*Dataset excerpts:*

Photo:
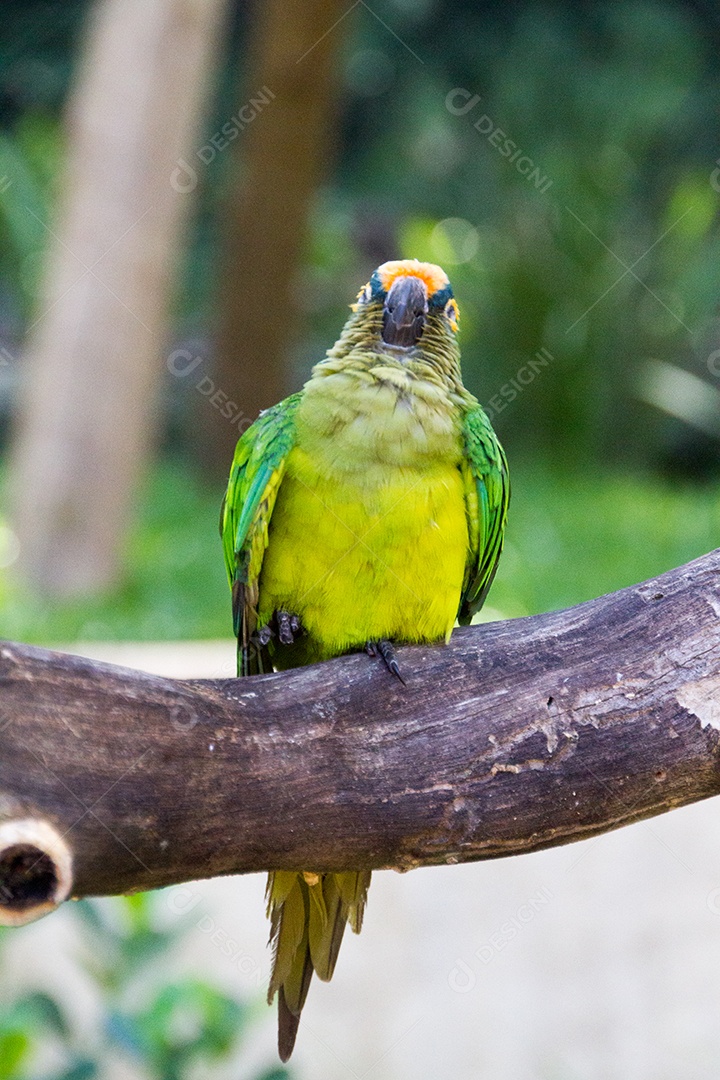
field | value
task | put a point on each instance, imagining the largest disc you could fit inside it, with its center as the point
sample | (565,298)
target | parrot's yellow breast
(368,539)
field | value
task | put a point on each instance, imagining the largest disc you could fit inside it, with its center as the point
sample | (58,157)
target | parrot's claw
(288,625)
(386,650)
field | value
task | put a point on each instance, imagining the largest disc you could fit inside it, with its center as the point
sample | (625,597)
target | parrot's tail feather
(308,916)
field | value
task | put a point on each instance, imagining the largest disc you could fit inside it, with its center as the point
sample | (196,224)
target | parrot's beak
(404,312)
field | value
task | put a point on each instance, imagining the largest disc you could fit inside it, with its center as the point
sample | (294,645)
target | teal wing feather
(487,497)
(256,474)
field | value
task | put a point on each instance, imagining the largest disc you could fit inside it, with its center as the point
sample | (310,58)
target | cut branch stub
(36,871)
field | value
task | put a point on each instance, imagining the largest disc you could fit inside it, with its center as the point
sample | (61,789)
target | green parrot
(364,511)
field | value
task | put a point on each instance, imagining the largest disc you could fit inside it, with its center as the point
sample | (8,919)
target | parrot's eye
(452,314)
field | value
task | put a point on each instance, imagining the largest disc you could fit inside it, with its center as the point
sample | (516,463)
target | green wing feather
(256,474)
(487,497)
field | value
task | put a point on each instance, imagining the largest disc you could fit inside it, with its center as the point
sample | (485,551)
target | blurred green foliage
(613,106)
(170,1029)
(570,537)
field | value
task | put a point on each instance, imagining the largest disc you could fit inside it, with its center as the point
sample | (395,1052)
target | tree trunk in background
(94,356)
(281,157)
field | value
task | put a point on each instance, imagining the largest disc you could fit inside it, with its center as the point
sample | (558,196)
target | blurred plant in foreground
(165,1029)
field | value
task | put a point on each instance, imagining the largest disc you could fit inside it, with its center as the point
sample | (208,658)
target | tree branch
(517,736)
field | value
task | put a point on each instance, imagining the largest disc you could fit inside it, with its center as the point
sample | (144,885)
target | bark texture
(517,736)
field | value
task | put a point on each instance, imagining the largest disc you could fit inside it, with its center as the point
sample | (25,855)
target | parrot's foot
(286,626)
(386,650)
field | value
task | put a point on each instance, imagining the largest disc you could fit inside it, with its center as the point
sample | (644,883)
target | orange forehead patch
(432,275)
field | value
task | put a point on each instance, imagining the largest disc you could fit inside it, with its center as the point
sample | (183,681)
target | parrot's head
(406,299)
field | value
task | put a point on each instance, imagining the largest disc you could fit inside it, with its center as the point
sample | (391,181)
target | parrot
(365,511)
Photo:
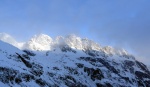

*What this task involves:* Pick out every line above that contains the word "wing", and copy each one. Case counts.

*Result below:*
target | teal wing feather
target | green wing feather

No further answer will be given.